Vivek Sharma, when he first met Tom at Georgia Tech., refused to call him Tom, and Tom refused to be addressed as Professor Lux. In time, Vivek chose to call Tom "Gurudev" (meaning ‘Teacher-God’). Tom really liked the term when Vivek told him that in ancient India, Gurudev was a title given to sage-poets, the masters of all human and divine knowledge. Vivek says "Gurudev Lux taught me everything about the craft and joy of writing." Now Vivek is an assistant professor of chemical engineering in Chicago, and publishes both as a scientist and as a poet: a coexistence Gurudev encouraged and loved.
 

Gurudev Lux

I belong to an extended family of poets who were transformed by the mentorship and generosity of Gurudev Lux. When I first met him in November 2005, I did not know the most rudimentary things about formal and free verse, clichés, contemporary poets or the American poetry scene, the art of revision, and the importance of reading critically and regularly. He taught me everything. After the very first meeting, he sent me off with a few books, including ghazals by Jim Harrison. “Read these, come back next week, and let me know what you think.” I returned the very next day, vexed by Harrison’s so-called "ghazals”, I curtly told him. His reaction stumped me. That was probably the first time I saw the candid delight, that joyful grin, the open-armed, honest pleasure he took in the progress of his students. “You will dig these,” he prophesized, and handed me ‘Call Me Ishmael Tonight’ by Agha Shahid Ali. Thereafter, I met him every week, without knowing how lucky I was. I realized he was a rock-star poet and mentor on the day of one of the summer seminars for writers in Sarah Lawrence, June 2006. There I gave my first reading in front of a crowd of writers. I was quite nervous, as I did not want to let Gurudev Lux down. After reciting my ghazal, I saw him standing tall, applauding with the crowd, grinning from ear to ear, gesturing to all ‘my kid, my kid’! I tottered into his grand bear hug, puffed with pride and delight. Time and again, his bear hugs came with the unabashed joy of a dearest friend or a parent. Though his daughter Claudia (‘The Little Tooth’) was forever his greatest delight, he loved all of us: all his poetry children. I think we all tumbled out of his Refrigerator, 1957, and his life’s work, legacy and poetry can be captured with one phrase: “that which rips your heart with joy”.

**Items**
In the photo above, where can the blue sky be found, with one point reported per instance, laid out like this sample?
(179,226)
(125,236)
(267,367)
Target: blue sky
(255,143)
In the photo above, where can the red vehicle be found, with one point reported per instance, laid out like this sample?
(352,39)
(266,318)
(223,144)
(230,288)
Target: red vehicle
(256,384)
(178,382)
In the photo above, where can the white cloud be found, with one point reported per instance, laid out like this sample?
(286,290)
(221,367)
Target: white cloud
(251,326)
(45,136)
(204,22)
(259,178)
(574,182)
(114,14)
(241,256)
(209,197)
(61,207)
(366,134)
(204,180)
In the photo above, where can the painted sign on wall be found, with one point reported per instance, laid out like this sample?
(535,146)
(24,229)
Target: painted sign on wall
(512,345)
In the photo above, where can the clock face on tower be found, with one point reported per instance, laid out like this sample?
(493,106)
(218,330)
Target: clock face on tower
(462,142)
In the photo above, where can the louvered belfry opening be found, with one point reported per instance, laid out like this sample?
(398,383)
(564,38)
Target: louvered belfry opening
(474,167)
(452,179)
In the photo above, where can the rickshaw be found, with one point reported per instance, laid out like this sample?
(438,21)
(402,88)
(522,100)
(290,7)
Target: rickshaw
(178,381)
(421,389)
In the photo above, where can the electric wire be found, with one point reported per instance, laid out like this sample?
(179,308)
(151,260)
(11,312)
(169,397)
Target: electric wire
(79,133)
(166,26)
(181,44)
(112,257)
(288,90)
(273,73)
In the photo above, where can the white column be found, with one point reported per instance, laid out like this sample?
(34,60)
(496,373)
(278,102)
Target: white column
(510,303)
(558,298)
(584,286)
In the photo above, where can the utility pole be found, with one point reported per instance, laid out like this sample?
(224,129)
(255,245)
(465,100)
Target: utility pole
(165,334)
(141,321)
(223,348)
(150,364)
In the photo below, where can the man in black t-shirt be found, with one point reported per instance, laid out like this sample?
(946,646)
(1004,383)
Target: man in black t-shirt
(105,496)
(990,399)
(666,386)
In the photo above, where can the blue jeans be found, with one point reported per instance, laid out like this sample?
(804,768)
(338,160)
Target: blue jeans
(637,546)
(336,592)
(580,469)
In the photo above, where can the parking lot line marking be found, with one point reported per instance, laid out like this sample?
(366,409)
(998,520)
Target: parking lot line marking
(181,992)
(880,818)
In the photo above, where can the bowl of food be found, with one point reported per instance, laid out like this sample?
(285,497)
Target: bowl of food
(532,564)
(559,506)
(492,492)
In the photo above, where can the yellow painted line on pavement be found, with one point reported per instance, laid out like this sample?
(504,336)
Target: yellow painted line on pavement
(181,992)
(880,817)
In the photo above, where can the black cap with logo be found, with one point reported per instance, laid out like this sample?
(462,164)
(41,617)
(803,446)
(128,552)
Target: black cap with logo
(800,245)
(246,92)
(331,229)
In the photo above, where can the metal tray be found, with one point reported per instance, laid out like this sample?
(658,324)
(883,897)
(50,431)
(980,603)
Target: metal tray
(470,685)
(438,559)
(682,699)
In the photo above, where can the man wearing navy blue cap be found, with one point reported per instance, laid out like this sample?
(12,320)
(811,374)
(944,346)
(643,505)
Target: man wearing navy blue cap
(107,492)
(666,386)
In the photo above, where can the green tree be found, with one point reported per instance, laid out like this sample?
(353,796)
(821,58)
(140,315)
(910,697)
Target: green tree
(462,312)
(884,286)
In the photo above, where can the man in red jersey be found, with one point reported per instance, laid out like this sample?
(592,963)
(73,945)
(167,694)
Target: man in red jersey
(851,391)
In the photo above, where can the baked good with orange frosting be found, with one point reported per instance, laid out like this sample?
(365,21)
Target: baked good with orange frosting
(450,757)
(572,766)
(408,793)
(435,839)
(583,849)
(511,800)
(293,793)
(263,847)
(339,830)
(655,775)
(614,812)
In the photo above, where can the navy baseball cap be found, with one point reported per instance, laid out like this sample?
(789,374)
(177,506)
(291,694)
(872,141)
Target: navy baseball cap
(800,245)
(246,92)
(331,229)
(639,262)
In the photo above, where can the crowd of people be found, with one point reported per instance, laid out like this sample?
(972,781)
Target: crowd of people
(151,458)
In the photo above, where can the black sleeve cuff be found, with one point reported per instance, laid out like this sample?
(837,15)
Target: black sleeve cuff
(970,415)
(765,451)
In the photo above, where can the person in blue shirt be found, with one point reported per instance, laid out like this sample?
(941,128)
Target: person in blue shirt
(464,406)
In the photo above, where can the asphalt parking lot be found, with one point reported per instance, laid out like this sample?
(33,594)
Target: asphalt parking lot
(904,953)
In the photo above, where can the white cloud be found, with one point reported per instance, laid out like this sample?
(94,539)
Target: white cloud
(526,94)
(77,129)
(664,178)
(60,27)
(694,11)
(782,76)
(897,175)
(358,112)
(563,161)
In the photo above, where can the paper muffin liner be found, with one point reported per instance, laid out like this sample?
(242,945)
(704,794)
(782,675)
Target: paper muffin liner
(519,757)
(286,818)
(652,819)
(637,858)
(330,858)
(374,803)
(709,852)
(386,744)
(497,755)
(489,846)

**Requirement 1**
In the tribute to Gurudev Lux, what book did he hand over after the ghazals by Jim Harrison?
**Requirement 2**
Reproduce the tribute to Gurudev Lux between "Vivek Sharma, when" and "encouraged and loved.", inclusive.
**Requirement 3**
Extend the tribute to Gurudev Lux, starting after its last sentence.

**Task response 1**
'Call Me Ishmael Tonight' by Agha Shahid Ali.

**Task response 2**
Vivek Sharma, when he first met Tom at Georgia Tech., refused to call him Tom, and Tom refused to be addressed as Professor Lux. In time, Vivek chose to call Tom "Gurudev" (meaning ‘Teacher-God’). Tom really liked the term when Vivek told him that in ancient India, Gurudev was a title given to sage-poets, the masters of all human and divine knowledge. Vivek says "Gurudev Lux taught me everything about the craft and joy of writing." Now Vivek is an assistant professor of chemical engineering in Chicago, and publishes both as a scientist and as a poet: a coexistence Gurudev encouraged and loved.

**Task response 3**
A Little Tooth


Your baby grows a tooth, then two,
and four, and five, then she wants some meat
directly from the bone.  It's all

over: she'll learn some words, she'll fall
in love with cretins, dolts, a sweet
talker on his way to jail.  And you,

your wife, get old, flyblown, and rue
nothing.  You did, you loved, your feet
are sore.  It's dusk.  Your daughter's tall.